### WHAT THE TASK ASKS
Rewrite each of the items below as a numbered list of its lines, leaving out any blank lines.

-------- INPUT ROWS --------

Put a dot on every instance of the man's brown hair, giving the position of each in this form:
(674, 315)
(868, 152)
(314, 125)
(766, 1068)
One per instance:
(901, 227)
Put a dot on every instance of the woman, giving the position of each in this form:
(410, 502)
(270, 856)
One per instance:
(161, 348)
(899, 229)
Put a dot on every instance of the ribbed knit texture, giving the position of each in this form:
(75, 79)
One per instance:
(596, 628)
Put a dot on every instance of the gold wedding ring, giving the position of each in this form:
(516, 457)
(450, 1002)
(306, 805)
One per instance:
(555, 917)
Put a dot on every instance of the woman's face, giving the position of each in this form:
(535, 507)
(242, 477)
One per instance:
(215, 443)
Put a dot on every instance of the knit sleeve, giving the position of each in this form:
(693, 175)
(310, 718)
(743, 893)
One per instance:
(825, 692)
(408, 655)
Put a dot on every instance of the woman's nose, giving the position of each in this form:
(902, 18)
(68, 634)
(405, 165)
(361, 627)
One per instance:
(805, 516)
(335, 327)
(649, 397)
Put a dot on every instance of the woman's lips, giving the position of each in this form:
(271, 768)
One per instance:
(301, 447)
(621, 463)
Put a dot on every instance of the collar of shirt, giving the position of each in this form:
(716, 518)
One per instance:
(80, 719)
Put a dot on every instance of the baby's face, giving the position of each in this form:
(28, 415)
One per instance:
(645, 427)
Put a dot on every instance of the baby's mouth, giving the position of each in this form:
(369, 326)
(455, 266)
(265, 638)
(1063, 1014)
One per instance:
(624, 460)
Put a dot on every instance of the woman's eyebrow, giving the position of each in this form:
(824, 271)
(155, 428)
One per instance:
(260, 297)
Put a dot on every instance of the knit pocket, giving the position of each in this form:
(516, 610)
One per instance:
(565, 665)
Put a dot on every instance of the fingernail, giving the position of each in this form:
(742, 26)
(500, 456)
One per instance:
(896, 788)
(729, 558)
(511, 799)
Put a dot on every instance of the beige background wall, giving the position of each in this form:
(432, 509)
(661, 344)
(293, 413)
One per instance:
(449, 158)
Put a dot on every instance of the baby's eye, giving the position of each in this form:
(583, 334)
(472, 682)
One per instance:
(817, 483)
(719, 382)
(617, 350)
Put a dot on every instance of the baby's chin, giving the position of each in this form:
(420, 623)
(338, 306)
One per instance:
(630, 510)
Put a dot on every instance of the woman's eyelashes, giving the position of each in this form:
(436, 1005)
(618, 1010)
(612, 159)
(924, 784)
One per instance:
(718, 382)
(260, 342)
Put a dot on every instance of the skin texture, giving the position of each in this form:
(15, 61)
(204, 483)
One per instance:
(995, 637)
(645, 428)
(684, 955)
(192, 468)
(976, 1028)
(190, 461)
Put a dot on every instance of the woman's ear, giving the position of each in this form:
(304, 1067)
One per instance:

--------

### CORRECT ANSWER
1. Put a dot on every instance of the man's brown hair, giving the position of each in this form:
2. (674, 315)
3. (868, 152)
4. (314, 125)
5. (766, 1068)
6. One per instance:
7. (901, 227)
8. Put a dot on every instance of the woman, giving the position of each in this form:
9. (410, 502)
10. (270, 856)
11. One per instance:
12. (161, 348)
13. (899, 229)
14. Put a dot on every instance of the ribbed knit texture, giving the position of each in this form:
15. (75, 79)
16. One per instance:
17. (596, 628)
18. Put a dot on every instance of the gold wedding ring, giving the position of each in this form:
19. (516, 457)
20. (450, 1002)
21. (306, 805)
22. One per instance:
23. (555, 917)
24. Put a dot on every instance of the woman's face, giving the position of each in this form:
25. (535, 507)
26. (242, 477)
27. One per instance:
28. (215, 443)
29. Put a dot on every instance of the knit sleeve, giving the position of each in this form:
30. (693, 175)
31. (310, 718)
32. (743, 893)
33. One per instance:
34. (825, 692)
35. (408, 655)
36. Put a dot on every instance of the woman's nose, giving the position of each in this form:
37. (902, 18)
38. (68, 634)
39. (405, 165)
40. (361, 627)
41. One per instance:
42. (805, 516)
43. (335, 327)
44. (649, 397)
45. Put a dot on every instance of the woman's lips, giving the position of each in this form:
46. (271, 768)
47. One per instance:
48. (301, 447)
49. (621, 463)
50. Put a dot on every instance of the collar of shirt, giving the position of each in this form:
51. (716, 518)
52. One per instance:
53. (80, 719)
54. Put a dot on every instance of the baby's face, giving the position of each in this form:
55. (28, 415)
56. One per instance:
57. (645, 427)
58. Put a dot on every instance of the baby's mouth, giving the position of each in this form:
59. (369, 326)
60. (455, 266)
61. (265, 638)
62. (1063, 1014)
63. One per instance:
64. (624, 460)
65. Put a dot on every instance of the woman's eyebrow, giving the position of each in this form:
66. (824, 271)
67. (155, 428)
68. One per instance:
69. (260, 297)
70. Put a dot on every instance of the knit pocket, giving the position of each in this form:
71. (516, 610)
72. One per instance:
73. (565, 665)
74. Put a dot on every instance of the fingernail, giving the position of each in this form:
75. (742, 26)
76. (500, 456)
77. One per instance:
78. (896, 788)
79. (729, 558)
80. (511, 799)
81. Put a dot on every instance of the beige background wall, giving the position of each in this form:
82. (432, 509)
83. (661, 344)
84. (293, 413)
85. One per instance:
86. (449, 158)
87. Put a dot on every instance of the baby's eye, giving the position of each in this form:
88. (583, 334)
89. (472, 682)
90. One per instance:
91. (817, 483)
92. (719, 382)
93. (617, 350)
94. Put a dot on every instance of the baby's chin, giving the position of each in this form:
95. (420, 623)
96. (338, 306)
97. One per instance:
98. (630, 510)
99. Put a dot on every instance of the woman's eyelashes, giving the position of each in this form:
100. (436, 1005)
101. (618, 1010)
102. (612, 159)
103. (924, 784)
104. One per instance:
105. (718, 382)
106. (260, 342)
107. Put a dot on every instance of the skin texture, giving the position of each in this form:
108. (15, 61)
109. (204, 483)
110. One per instance:
111. (995, 637)
112. (645, 428)
113. (684, 955)
114. (192, 468)
115. (976, 1028)
116. (190, 461)
117. Put a dot on every instance of the woman's ear, giving the position of each in this form:
118. (304, 1067)
119. One per instance:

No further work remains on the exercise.